Record extracts:
******************************

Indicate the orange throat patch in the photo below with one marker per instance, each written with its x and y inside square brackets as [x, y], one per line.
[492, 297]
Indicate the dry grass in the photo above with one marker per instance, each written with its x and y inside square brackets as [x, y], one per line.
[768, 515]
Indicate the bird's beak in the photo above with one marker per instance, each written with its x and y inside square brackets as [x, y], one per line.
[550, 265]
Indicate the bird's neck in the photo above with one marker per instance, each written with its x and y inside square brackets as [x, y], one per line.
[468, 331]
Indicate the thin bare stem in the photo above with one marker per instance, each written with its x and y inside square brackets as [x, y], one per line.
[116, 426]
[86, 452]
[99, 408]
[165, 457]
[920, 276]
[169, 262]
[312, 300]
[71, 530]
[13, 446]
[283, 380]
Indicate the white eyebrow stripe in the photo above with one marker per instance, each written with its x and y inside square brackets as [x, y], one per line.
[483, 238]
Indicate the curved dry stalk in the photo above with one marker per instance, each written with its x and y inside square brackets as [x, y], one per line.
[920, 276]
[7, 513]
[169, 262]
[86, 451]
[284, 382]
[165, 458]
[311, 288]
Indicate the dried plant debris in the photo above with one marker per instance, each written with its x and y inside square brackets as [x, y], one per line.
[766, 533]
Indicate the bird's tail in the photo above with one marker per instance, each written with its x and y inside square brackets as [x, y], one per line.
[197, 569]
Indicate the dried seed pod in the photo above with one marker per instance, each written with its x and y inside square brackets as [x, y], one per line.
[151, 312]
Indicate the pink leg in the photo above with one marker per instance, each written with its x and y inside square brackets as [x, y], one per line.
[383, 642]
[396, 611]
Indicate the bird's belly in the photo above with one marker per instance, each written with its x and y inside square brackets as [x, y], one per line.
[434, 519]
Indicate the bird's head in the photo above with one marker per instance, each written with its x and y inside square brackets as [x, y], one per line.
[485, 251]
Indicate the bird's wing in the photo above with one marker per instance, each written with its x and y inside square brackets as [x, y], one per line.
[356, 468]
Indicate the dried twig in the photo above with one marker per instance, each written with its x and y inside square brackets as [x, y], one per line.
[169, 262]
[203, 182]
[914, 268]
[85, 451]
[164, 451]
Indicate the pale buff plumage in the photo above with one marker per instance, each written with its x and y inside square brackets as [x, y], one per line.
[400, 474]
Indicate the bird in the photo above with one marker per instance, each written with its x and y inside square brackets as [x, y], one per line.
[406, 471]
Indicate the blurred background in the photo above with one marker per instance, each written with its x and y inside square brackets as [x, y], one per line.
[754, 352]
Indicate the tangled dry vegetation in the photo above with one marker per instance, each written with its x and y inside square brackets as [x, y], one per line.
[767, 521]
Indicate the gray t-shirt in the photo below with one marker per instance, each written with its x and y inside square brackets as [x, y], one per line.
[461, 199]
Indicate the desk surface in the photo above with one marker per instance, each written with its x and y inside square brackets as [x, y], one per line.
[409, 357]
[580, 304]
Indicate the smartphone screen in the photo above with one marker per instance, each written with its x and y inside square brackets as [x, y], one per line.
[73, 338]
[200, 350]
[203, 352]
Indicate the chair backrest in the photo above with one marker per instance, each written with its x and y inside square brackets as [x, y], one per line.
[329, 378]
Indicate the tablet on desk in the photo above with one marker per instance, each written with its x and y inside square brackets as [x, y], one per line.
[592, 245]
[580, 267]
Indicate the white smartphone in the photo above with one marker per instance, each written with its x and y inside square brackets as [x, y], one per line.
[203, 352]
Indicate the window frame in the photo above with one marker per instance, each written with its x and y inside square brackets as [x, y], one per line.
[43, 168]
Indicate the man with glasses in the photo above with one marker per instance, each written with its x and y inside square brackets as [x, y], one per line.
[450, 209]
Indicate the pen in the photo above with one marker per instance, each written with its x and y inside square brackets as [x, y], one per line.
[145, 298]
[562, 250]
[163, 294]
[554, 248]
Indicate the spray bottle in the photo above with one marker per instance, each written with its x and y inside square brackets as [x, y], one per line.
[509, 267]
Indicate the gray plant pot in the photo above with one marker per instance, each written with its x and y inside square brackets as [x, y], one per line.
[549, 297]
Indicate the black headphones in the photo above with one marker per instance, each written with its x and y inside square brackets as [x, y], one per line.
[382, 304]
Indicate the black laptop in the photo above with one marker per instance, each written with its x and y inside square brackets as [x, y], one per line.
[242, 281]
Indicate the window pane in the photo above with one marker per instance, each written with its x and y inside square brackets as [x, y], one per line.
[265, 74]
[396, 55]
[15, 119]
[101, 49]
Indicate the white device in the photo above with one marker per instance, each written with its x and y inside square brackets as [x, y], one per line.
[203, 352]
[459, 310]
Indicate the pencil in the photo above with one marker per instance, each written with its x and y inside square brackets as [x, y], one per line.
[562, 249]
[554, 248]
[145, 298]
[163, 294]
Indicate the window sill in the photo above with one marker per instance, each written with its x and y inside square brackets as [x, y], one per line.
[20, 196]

******************************

Task objective: Copy the records above exactly, leaving nothing out.

Exercise response:
Indicate the orange throat patch in the photo below with one marker per instance, each written with its x and y inside square brackets as [x, y], one per line.
[492, 297]
Indicate the dry grass in the photo above with one marker per instance, each written with its x and y inside square brackets as [x, y], one per line.
[768, 515]
Indicate the bird's beak in the photo above with one marker per instance, each written with its x and y inside square brackets as [x, y], one per line.
[550, 265]
Indicate the bird's neck in the photo above with one marker per instance, each written with its x and y inside square brackets as [x, y], one per line.
[468, 331]
Indicate the thin bare stem in the photo above with one marker per instance, each written with its x and y inside square brackets as [x, y], one per line.
[116, 426]
[86, 452]
[99, 408]
[165, 457]
[920, 276]
[169, 262]
[312, 300]
[71, 530]
[13, 446]
[283, 380]
Indicate the white eyebrow stripe in the photo above with one marker per instance, each written with its x and y inside square brackets as [x, y], one per line.
[483, 238]
Indicate the curved dry stalk in the photo above with one marker per instance, each written with its x and y inside square brackets as [x, y], one per line.
[920, 276]
[7, 513]
[169, 262]
[86, 451]
[284, 382]
[165, 458]
[311, 288]
Indicate the dried plant debris in the photo above with one marker per instance, each written with its x and y inside square brackets as [x, y], one per line.
[766, 533]
Indicate the bird's tail in the photo above with one marker per instance, each written with its x and y inside square brackets as [x, y], one per line.
[197, 569]
Indicate the dried seed pod in the photo above with one marker per instance, each written with its x and y inside square brackets as [x, y], one per line.
[151, 312]
Indicate the pink leg in the photo above with one marker per instance, each written with its x and y inside square brackets as [x, y], one per line.
[383, 642]
[396, 611]
Indicate the bird's belly in the photo above with one marker per instance, each written with its x and y inside square brackets as [x, y], one per line.
[434, 519]
Indicate the bird's head in the photo above with one marker per instance, each written with its x and y inside square brackets as [x, y], one per line.
[485, 251]
Indicate the bird's wing in the photo above with one marker per instance, each written with its x and y inside square brackets as [x, y], one per line.
[356, 468]
Indicate the dried twig in the photo above with one marker per instance, each written with its x and y inside square brackets as [x, y], one per line.
[169, 262]
[203, 182]
[914, 268]
[85, 451]
[164, 451]
Indicate the pale buff plumage in the photo above with one marker per instance, each written with its x and y inside square brackets as [x, y], one per line.
[400, 474]
Indicate the bird in the photo above with one marker per instance, each written with its x and y inside square brackets as [x, y], one per line.
[406, 471]
Indicate the blurred background in the photo above with one marker per instance, each written with its x and y inside square brackets as [x, y], one per line.
[754, 352]
Indicate the tangled dry vegetation in the photo above with one marker per instance, each written with its x and y inside square brackets as [x, y], one per line.
[767, 521]
Indicate the gray t-shirt in the photo below with one marker per instance, each written with its x and y inside square brackets as [x, y], one per line.
[461, 199]
Indicate the desk surface in the photo above with one marker per instance, each written with its x and y inside square brackets as [x, y], one per line.
[409, 357]
[580, 304]
Indicate the smartphone screen in the photo above with one marker per instance, each written with its x and y inside square brackets as [x, y], one per line.
[73, 338]
[200, 350]
[203, 352]
Indicate the chair backrest in the photo above with one marker per instance, each written with its x and y inside square brackets as [x, y], one per line.
[329, 378]
Indicate the tablet on desk in the photo above with one marker per instance, each written with its x and y inside square brackets as [x, y], one per line.
[592, 245]
[580, 267]
Indicate the white smartphone in the photo above with one marker per instance, each written with its x and y inside square brackets as [x, y], one per line.
[203, 352]
Indicate the window frame in the photo above with one marker per instance, each written with its x and y inside square brackets as [x, y], one per line.
[43, 168]
Indicate the man with glasses in the photo above with one marker per instance, each written with its x and y inside square brackets as [x, y], one per line.
[450, 209]
Indicate the pen in the photo above with one marker per instance, each written with its x and y inside square brackets as [x, y], one per line.
[145, 298]
[562, 250]
[163, 294]
[554, 248]
Indicate the spray bottle in the photo above with one marker per instance, each written with its x and y inside square brackets as [x, y], one per line.
[509, 267]
Indicate the gray plant pot in the photo above with one marker per instance, each written with its x and y inside square brackets as [x, y], one per line.
[549, 297]
Indicate the black headphones in the photo above with one marker per instance, each written with its x and y inside square brackets as [x, y], one per line.
[382, 304]
Indicate the black laptop in the photo above with one marker per instance, each written with its x and y inside square brackets as [x, y], one per line.
[242, 281]
Indicate the window pane in the photo above with one marker per instance, each written with its x and y inside square brackets as [x, y], one per line.
[265, 74]
[396, 55]
[15, 119]
[101, 49]
Indicate the white device in the photo above with one marker per instance, each written with its x and y inside square brackets as [x, y], one per line.
[203, 352]
[459, 310]
Indicate the pencil in the photo above with one marker per instance, each written with its x and y inside square brackets as [x, y], one per line.
[562, 249]
[554, 248]
[145, 298]
[163, 294]
Indicate the window sill in the photo above with one marker per instance, each written with its x and y inside square brackets as [x, y], one per line.
[20, 196]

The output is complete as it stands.